# Brooke's UDX quest



## AmbikaGR (Dec 31, 2007)

I thought I would start a thread to chronicle Brooke's quest for her UDX from this point forward. Before yesterday she had 3 legs toward her UDX.
Yesterday she Qed in both open and utility for her 4 th UDX leg. Considering we are spending lots of time right now working field and only working obedience once a week at class I can not ask for much more than I am getting - well maybe SIT!!! She has been giving away a lot of point sfor no sits lately in heeling patterns and pivots. Yesterday that one no sit on the only halt in utility caused 3rd place and an OTCh point. :doh: But both scores were good enough for some OM points and of course that all important at this time UDX leg. Below is a picture with her ribbons and toy from the day's efforts.


----------



## OnMyWay2MyDreams (Feb 13, 2011)

Yay for another leg!! Just love these goofy moves that they just love to do during show time. I hope her "sitter" starts "working" again and you get many more Q's and some OTCH pts!


----------



## Hombrespop (Sep 3, 2012)

Congrats on your Qs, I wouldn't get too upset with a no-sit they all mess up now and again.


Sent from Petguide.com App


----------



## Titan1 (Jan 19, 2010)

Congrats to you both. She sure does look pretty proud of herself and her toy!
Way to go!


----------



## hotel4dogs (Sep 29, 2008)

Yay!!! Great job!!!


----------



## AmbikaGR (Dec 31, 2007)

We showed again this weekend and were moderately successful. On Saturday Brooke momentarily had one of those blonde moments and forgot what the word "come" meant on the drop on recall. That was all that prevented us from getting a UDX leg as she scraped out a q in utility. 
Today we had some of the same issues but she did manage a UDX leg and some OM points. She is now half way to her UDX and a third of the way to her OM.


----------



## Hombrespop (Sep 3, 2012)

Congrats those legs don't come easy!


Sent from Petguide.com App


----------



## AmberSunrise (Apr 1, 2009)

COLLECTED MATERIAL ->

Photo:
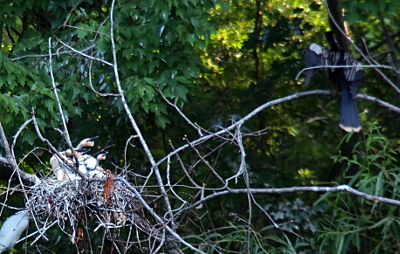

WHAT YOU NEED TO DO ->
(1) From the UDX quest thread, copy the passage between "We showed again" and "way to her OM.", inclusive.
(2) List every distinct username that appears in a heading of the UDX quest thread.
(3) In the UDX quest thread, what word did Brooke forget the meaning of on the drop on recall?

RESPONSES PER TASK ->
(1)
We showed again this weekend and were moderately successful. On Saturday Brooke momentarily had one of those blonde moments and forgot what the word "come" meant on the drop on recall. That was all that prevented us from getting a UDX leg as she scraped out a q in utility. 
Today we had some of the same issues but she did manage a UDX leg and some OM points. She is now half way to her UDX and a third of the way to her OM.

(2)
AmbikaGR
OnMyWay2MyDreams
Hombrespop
Titan1
hotel4dogs
AmberSunrise

(3) She forgot what the word "come" meant.